**Natural-language object grounding data**
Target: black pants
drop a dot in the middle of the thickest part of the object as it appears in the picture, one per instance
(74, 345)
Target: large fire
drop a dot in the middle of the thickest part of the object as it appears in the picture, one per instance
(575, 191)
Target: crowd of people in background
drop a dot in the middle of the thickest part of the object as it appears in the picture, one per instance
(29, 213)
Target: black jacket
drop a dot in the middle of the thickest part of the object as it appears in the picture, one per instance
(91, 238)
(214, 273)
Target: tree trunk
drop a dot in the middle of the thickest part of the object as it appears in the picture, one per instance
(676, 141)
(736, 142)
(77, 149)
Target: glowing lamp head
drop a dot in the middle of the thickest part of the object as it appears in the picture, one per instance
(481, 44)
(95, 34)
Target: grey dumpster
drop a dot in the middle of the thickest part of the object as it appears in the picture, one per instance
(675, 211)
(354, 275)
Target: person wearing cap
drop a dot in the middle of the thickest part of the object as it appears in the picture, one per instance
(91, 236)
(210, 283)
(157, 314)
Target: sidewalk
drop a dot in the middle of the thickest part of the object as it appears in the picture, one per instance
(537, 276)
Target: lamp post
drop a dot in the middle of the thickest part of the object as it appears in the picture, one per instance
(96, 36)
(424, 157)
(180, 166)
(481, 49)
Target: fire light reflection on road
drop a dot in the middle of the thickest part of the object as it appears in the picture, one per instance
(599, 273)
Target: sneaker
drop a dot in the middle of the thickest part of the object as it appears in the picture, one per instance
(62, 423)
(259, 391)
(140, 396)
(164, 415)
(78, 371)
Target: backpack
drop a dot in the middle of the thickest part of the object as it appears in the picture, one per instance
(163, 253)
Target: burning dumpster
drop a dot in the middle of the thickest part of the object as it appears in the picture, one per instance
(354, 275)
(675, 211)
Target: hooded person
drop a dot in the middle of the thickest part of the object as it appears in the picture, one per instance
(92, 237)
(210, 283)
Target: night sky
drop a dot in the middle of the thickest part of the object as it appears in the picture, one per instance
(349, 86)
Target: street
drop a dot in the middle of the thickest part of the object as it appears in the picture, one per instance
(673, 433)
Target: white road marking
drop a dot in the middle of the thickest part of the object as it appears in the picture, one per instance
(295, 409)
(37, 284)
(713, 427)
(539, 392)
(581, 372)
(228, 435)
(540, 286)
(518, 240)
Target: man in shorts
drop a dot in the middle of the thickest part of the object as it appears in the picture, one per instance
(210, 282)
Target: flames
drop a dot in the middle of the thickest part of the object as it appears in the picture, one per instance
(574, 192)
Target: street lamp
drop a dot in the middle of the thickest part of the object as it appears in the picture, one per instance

**Instructions to follow**
Search the data for the string "road" and copy every line where it appears.

**Reply**
Target: fire light reflection on road
Target: white road marking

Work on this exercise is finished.